**Excerto para ler**:
┌──
Discurso de abertura do Conselho Geral da Caritas Portuguesa

Um Conselho Geral da Caritas pode ser interpretado de duas maneiras. Por um lado, planear e rever iniciativas concretas perante o real da sociedade e a responsabilidade da Igreja em responder. Por outro, deve tornar-se paragem para entrar no essencial como motor invisível que comanda todas as iniciativas. Na linguagem e mensagem cristã o invisível deve ser o essencial e o espírito que permeia o agir nunca deve ser marginalizado. Nele está a diferença perante tantas outras iniciativas e a coragem perante os desafios que ultrapassam as forças humanas.

Algumas palavras podem ajudar-nos a discernir e a sublinhar o essencial da Caritas. O pensamento grego usava duas palavras que marcavam o modo do relacionamento entre as pessoas: eros e philia. São duas formas de amor diferentes que nos colocam no âmbito da relacionalidade entre as pessoas. O eros é uma forma de amor onde o outro é amado por aquilo que nos dá ou pela deficiência que pode preencher, em âmbitos diversificados. A philia sublinha que se pode dar, num contexto de amizade, mesmo sem receber. Nem sempre importa fazer contas entre o dar e o haver. Se no eros o interesse está ou pode estar subjacente, na philia já expressa a gratuidade embora não dum modo incondicional uma vez que pode terminar quando o outro não corresponde ou rasga os laços que unem e promovem a reciprocidade.

Na vida das pessoas estes dois movimentos são constitutivos e nunca os podemos dispensar. Só que em termos de plenitude não são suficientes. A pessoa humana, consciente ou inconsciente, pretende algo que a transcende e coloca noutro parâmetro. A novidade foi trazida pelo cristianismo e os cristãos, hoje, individualmente e nas suas instituições, devem descobrir ou redescobrir. Não como um mero conceito sobre o qual se disserta com maior ou menos profundidade. Trata-se do Agape. A palavra já existia nos gregos; os primeiros cristãos deram-lhe conteúdo.
└──
**Dados fornecidos**:
┌──
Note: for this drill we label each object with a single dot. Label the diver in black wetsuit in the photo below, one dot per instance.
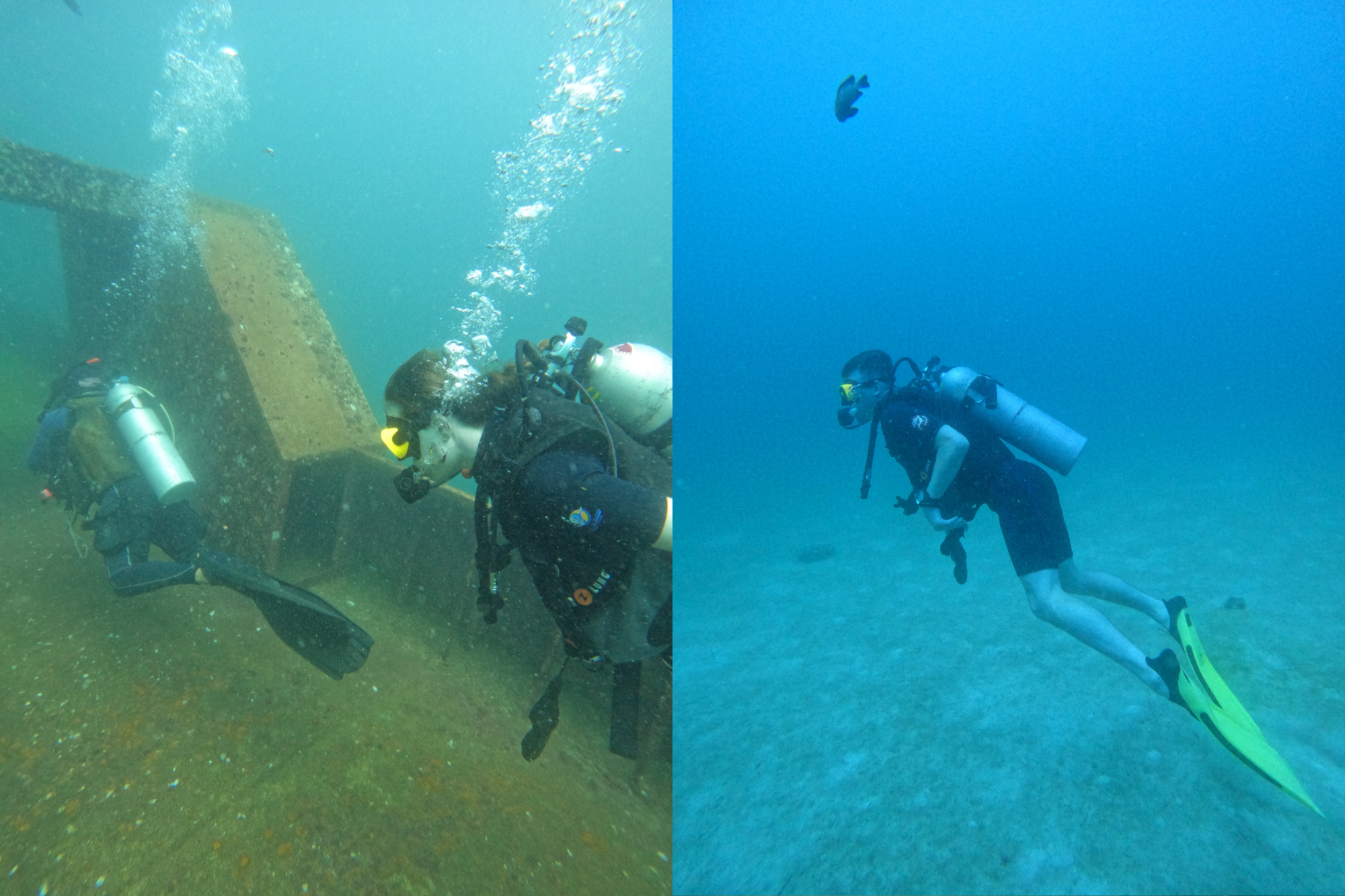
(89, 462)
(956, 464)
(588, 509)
└──
┌──
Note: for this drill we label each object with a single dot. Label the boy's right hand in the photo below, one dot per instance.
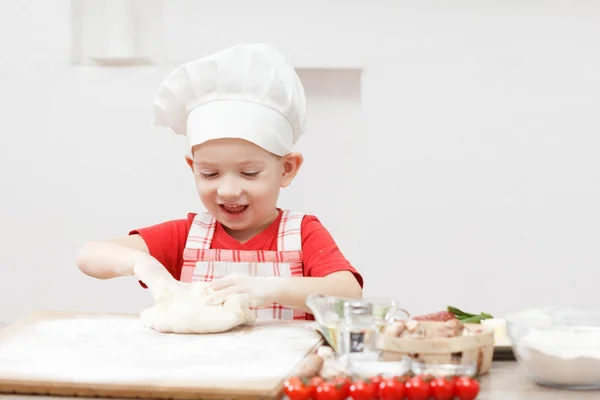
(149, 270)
└──
**Tarefas a realizar**:
a: No excerto sobre o Conselho Geral da Caritas, que duas palavras usava o pensamento grego para marcar o modo do relacionamento entre as pessoas?
b: Traduza para inglês a seguinte frase do excerto sobre a Caritas: "A palavra já existia nos gregos; os primeiros cristãos deram-lhe conteúdo."
c: Copie do excerto sobre a Caritas o trecho que começa em "Um Conselho Geral" e termina em "as forças humanas.".

**Resultados do exercício**:
a: Eros e philia.

b: The word already existed among the Greeks; the first Christians gave it content.

c:
Um Conselho Geral da Caritas pode ser interpretado de duas maneiras. Por um lado, planear e rever iniciativas concretas perante o real da sociedade e a responsabilidade da Igreja em responder. Por outro, deve tornar-se paragem para entrar no essencial como motor invisível que comanda todas as iniciativas. Na linguagem e mensagem cristã o invisível deve ser o essencial e o espírito que permeia o agir nunca deve ser marginalizado. Nele está a diferença perante tantas outras iniciativas e a coragem perante os desafios que ultrapassam as forças humanas.